Given text:
Start

The Study Of English Literature -- By: R. P. Dunn

Journal: Bibliotheca Sacra
Volume: BSAC 023:90 (Apr 1866)
Article: The Study Of English Literature
Author: R. P. Dunn


The Study Of English Literature

Rev. R. P. Dunn

There is no nobler achievement of the human mind than the production of a national literature. Its materials are more diverse, its forms are more varied, its sources are more numerous, its life is more enduring, than those of any other product of the conscious or the unconscious art of man. It appeals, too, to a much larger number for reception and approval, and satisfies broader and larger wants than any other work of the busy brain or the skilful hand.

The literary art, dealing with the subtile forms of thought and of imagination, and wielding the flexible or the plastic substance of language, has to do with a finer and more delicate matter than clay or marble, plaster or canvas. Yet subtile as are those forms, evanescent as are their expressions, — only less so than those with which music is concerned, — they outlast the massive structure of the architect, and often have lost nothing of their freshness when the once bright fresco is stained and darkened with the touch of time, and the once symmetrical statue lies a torso in the dust. “By the simple agency of twenty-four little marks, stamped on the written or printed page,” said Mr. Everett, in his inaugural address at Washington University, St. Louis,— holding in his hand a volume of Homer, —”the immortal legend has flashed down to us through the vicissitudes of empires and eras; across the vast expanse of enlightened and benighted periods of history; from region to region, from his own rocky islet in the Aegean to shores unknown, undreamed of by him, — beneath the overwhelming billows of three thousand years, where peoples whole have sunk; and it now binds together, by the golden wires of intellect and taste, the mind of Europe and America, at this meridian

of their refinement, with the mind of every intervening age of literary culture, back to the cradle of infant Greece.”

End

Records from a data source
Start

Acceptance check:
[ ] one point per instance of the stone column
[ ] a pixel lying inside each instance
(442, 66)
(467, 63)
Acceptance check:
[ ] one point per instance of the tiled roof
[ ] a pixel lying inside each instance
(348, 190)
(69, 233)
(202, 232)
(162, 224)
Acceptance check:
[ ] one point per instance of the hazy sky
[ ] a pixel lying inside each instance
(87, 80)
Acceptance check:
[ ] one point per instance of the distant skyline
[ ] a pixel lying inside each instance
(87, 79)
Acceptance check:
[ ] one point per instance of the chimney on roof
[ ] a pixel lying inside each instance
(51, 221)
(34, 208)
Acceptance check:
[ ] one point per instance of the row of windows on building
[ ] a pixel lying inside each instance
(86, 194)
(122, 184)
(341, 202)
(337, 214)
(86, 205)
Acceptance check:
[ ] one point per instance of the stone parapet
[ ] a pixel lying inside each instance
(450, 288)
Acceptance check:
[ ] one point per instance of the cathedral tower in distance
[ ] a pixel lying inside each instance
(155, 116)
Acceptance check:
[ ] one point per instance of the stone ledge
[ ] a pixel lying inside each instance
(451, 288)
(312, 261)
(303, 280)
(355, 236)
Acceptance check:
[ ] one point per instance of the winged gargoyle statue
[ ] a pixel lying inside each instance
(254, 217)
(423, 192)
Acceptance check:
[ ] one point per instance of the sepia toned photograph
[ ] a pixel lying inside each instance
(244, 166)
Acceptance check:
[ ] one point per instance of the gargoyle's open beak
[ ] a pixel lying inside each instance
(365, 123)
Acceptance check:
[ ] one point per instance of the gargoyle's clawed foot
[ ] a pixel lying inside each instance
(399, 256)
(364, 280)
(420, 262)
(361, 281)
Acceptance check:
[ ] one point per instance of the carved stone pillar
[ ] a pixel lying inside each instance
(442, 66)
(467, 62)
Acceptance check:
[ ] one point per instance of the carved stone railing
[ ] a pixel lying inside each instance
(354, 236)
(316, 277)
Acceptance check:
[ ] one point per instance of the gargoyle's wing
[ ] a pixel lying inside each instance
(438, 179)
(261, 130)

End

Parts of the exercise:
1) Translate this sentence from the essay on English literature into Spanish: "There is no nobler achievement of the human mind than the production of a national literature."
2) Write the next few paragraphs of the essay on English literature, starting right after its last sentence.

Answers for the tasks:
1) No hay logro más noble de la mente humana que la producción de una literatura nacional.

2)
The literary art is more catholic in its spirit and in its product than any of its sister arts. As its votaries are more numerous, so it puts among its store of treasures works whose parallel other arts would not think it worth while to preserve. A song, a ballad, an epigram, a proverb, though separated from its author by the waves of time, is rescued from oblivion, while a sketch, a model, a melody, of equal merit, is allowed to perish. The standard of excellence in the plastic or the graphic art may be higher than in the literary, and hence what fails to reach it is neglected, while every literary product of any worth is likely to survive, though not to be universally esteemed. .There is but one Raphael and one Michael Angelo; so, too, there is but one Shakespeare and one Milton; but the inferior...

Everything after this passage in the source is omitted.